## EXERCISE DATA
[Start of section]

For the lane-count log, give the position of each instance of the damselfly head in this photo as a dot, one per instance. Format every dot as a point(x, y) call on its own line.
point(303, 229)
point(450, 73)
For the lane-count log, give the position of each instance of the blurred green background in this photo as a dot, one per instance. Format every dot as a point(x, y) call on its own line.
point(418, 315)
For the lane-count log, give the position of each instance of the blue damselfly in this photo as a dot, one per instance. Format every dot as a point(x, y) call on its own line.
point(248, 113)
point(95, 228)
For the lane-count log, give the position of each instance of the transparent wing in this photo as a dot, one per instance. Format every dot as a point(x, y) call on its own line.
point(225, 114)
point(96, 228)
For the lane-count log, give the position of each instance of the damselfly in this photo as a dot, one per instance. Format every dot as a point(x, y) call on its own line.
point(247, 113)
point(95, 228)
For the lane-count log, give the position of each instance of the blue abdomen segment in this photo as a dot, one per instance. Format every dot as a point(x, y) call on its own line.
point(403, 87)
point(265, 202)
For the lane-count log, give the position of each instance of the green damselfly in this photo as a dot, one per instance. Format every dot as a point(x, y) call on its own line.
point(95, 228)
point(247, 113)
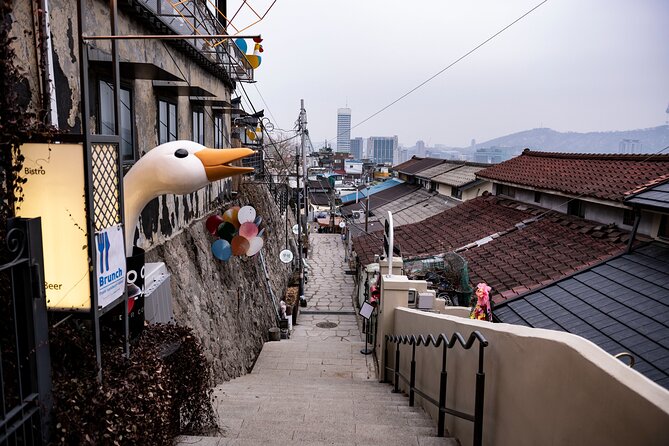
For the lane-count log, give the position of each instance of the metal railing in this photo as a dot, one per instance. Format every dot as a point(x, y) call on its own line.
point(194, 17)
point(447, 343)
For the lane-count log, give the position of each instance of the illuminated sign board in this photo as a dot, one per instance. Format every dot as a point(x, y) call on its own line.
point(55, 192)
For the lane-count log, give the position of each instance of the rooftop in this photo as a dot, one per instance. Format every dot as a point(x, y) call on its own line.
point(654, 197)
point(418, 165)
point(509, 245)
point(607, 177)
point(620, 305)
point(361, 194)
point(459, 176)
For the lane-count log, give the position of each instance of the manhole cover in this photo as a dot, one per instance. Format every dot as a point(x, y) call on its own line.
point(326, 324)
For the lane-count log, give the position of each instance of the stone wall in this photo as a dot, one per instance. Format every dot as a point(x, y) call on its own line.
point(227, 304)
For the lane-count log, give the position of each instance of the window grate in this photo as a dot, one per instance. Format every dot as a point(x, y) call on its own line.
point(105, 168)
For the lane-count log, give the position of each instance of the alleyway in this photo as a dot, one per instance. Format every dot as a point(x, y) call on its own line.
point(317, 388)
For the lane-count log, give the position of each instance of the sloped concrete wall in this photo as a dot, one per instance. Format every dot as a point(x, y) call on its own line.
point(227, 303)
point(542, 387)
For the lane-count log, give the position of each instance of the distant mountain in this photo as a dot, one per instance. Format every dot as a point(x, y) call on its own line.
point(547, 140)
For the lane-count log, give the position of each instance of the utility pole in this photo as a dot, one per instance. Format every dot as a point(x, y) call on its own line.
point(303, 137)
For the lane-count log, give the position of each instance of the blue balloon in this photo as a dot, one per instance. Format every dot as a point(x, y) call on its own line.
point(221, 249)
point(241, 44)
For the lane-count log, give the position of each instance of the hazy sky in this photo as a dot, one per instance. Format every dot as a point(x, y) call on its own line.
point(571, 65)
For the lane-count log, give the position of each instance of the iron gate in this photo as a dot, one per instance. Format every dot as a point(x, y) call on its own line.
point(25, 367)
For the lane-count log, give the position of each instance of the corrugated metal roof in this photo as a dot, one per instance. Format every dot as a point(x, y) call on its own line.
point(438, 170)
point(621, 305)
point(372, 190)
point(655, 197)
point(458, 177)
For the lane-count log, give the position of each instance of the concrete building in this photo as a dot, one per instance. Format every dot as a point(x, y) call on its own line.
point(344, 130)
point(383, 149)
point(356, 145)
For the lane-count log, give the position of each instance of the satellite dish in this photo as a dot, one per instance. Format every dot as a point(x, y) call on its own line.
point(286, 256)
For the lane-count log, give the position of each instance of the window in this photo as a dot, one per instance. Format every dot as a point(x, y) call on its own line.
point(576, 208)
point(167, 121)
point(219, 137)
point(663, 230)
point(628, 217)
point(198, 126)
point(503, 189)
point(107, 122)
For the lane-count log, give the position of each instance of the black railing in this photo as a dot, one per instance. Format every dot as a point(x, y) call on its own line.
point(25, 367)
point(447, 343)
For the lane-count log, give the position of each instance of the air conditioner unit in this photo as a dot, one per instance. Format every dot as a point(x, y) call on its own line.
point(425, 300)
point(412, 298)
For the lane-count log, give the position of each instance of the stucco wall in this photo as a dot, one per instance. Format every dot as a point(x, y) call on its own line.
point(542, 387)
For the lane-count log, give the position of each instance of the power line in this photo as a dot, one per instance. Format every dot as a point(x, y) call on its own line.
point(468, 53)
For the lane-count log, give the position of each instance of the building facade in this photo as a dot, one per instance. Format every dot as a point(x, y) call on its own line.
point(383, 149)
point(356, 148)
point(344, 130)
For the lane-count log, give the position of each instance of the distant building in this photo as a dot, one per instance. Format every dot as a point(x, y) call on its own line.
point(420, 148)
point(356, 148)
point(494, 154)
point(382, 149)
point(630, 146)
point(344, 130)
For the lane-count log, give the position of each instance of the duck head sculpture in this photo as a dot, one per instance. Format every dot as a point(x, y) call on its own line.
point(176, 167)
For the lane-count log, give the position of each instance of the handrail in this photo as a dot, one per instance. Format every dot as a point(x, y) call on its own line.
point(441, 340)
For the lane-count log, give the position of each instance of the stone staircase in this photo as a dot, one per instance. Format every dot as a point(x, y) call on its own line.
point(316, 393)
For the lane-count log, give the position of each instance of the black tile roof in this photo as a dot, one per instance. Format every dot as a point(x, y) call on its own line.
point(656, 197)
point(622, 305)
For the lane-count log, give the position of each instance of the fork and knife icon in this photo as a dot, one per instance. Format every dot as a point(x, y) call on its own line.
point(103, 249)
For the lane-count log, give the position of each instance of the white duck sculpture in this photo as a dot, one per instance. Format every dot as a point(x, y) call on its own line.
point(176, 167)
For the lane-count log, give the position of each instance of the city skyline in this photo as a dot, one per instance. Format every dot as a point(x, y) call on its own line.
point(569, 66)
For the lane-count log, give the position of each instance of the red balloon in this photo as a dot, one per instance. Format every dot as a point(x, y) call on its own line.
point(212, 223)
point(248, 230)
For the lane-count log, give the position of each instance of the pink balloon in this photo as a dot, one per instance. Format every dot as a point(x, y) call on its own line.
point(255, 245)
point(248, 230)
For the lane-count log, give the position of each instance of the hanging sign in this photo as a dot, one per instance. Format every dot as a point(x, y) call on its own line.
point(54, 191)
point(110, 265)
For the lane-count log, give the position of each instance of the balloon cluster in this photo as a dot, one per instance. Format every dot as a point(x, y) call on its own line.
point(238, 231)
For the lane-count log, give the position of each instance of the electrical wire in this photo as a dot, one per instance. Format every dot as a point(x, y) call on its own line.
point(459, 59)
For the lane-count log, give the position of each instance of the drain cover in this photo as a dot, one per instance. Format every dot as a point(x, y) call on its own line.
point(326, 324)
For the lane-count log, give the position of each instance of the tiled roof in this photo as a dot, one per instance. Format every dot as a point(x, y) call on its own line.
point(380, 198)
point(319, 198)
point(621, 305)
point(410, 208)
point(439, 169)
point(348, 198)
point(606, 177)
point(419, 166)
point(656, 197)
point(458, 177)
point(511, 256)
point(414, 159)
point(319, 184)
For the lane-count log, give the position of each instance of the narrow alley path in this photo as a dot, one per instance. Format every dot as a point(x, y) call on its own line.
point(317, 388)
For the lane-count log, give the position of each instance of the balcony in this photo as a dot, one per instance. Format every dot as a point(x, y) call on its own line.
point(187, 17)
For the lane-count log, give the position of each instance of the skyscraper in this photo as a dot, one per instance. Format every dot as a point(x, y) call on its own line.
point(356, 148)
point(344, 130)
point(383, 149)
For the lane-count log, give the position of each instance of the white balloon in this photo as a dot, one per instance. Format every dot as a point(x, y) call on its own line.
point(246, 214)
point(255, 245)
point(286, 256)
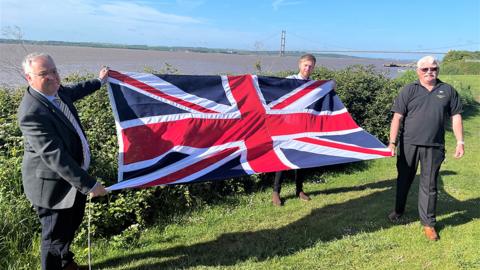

[End of section]

## EXERCISE BRIEF
Give back, word for word, the lines from the one containing "of the drain" through the last line of the listing above; include both ends and exclude the pictures.

## FINISHED EXERCISE
For the lane-count log, give the position of each instance of the drain cover in this photo as a dot, one per instance. Format every dot as a point(x, y) call on its own line.
point(326, 324)
For the lane-count log, give the position of each instance of the tiled roof in this photo as a dot, one per instance. Format every dot as a point(x, y) call on its own line.
point(380, 198)
point(319, 198)
point(621, 305)
point(410, 208)
point(439, 169)
point(348, 198)
point(606, 177)
point(419, 166)
point(656, 197)
point(458, 177)
point(511, 256)
point(414, 159)
point(319, 184)
For the lane-count log, give the position of each instance of the narrow alley path in this photo as a dot, one per instance. Format every dot as a point(x, y) call on its own line.
point(317, 388)
For the lane-count log, give the position of each instance of the balcony in this photo as a dot, one per instance. Format every dot as a point(x, y) call on its own line.
point(187, 17)
For the lane-count log, give the position of each instance of the skyscraper in this photo as a dot, one per instance. Format every dot as a point(x, y) call on its own line.
point(356, 148)
point(344, 130)
point(383, 149)
For the lane-count log, give the position of each instance of the white balloon in this photo as a dot, one per instance. Format every dot as a point(x, y) call on its own line.
point(246, 214)
point(255, 245)
point(286, 256)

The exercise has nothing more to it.